> [The request]
Please set down every one of the entries below word for word, leaving out the picture.

> [Input records]
═══

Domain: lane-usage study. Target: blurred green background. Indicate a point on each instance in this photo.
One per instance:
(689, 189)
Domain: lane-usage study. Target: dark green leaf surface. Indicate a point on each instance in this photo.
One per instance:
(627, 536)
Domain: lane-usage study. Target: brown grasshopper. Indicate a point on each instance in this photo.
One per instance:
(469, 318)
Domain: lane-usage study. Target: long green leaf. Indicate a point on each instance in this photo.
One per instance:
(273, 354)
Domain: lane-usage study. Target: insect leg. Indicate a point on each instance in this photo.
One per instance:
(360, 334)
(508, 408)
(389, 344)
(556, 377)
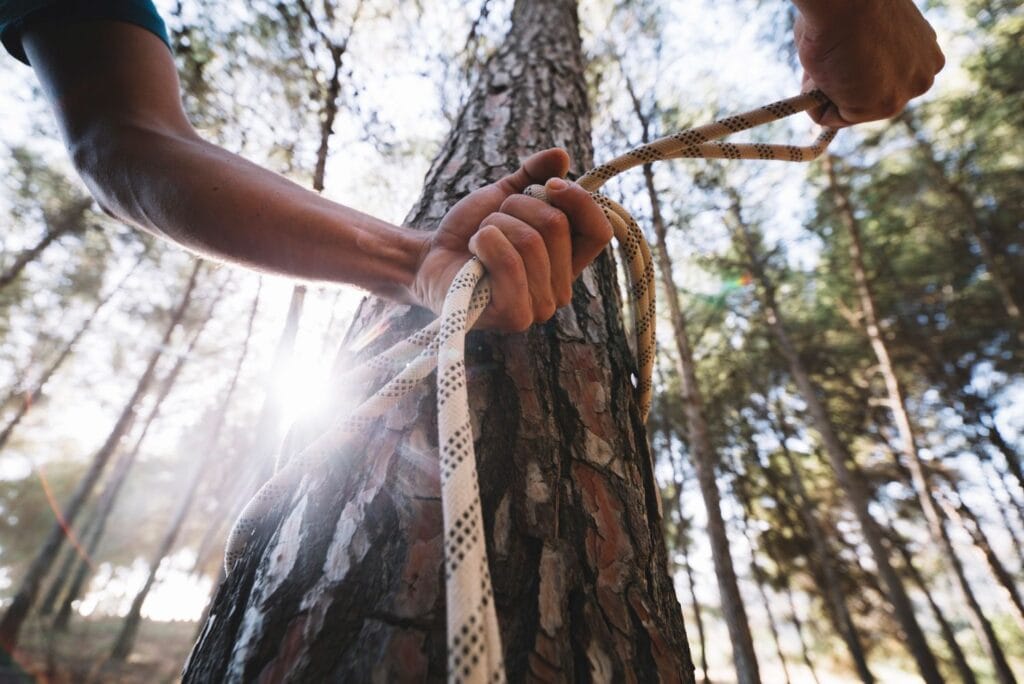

═══

> [Output for this task]
Domain: lane-usage study. Target: blurred green background. Indicate a point on each instance in this photo.
One per instance:
(689, 189)
Domain: lane-usage study. Target: dark green leaf surface. Indicate a point on each instance in this photo.
One per instance:
(627, 536)
Domain: lane-usage study. Target: brown grasshopper. Indicate a point on each instance in this photo.
One per instance:
(469, 318)
Domain: lane-usage study. Target: long green leaf. Indicate a point on each instance in this photo.
One per instance:
(273, 354)
Domain: lane-usage study. Target: insect leg. Indicate a point on each instance in this photo.
One per instance:
(360, 334)
(508, 408)
(389, 344)
(556, 377)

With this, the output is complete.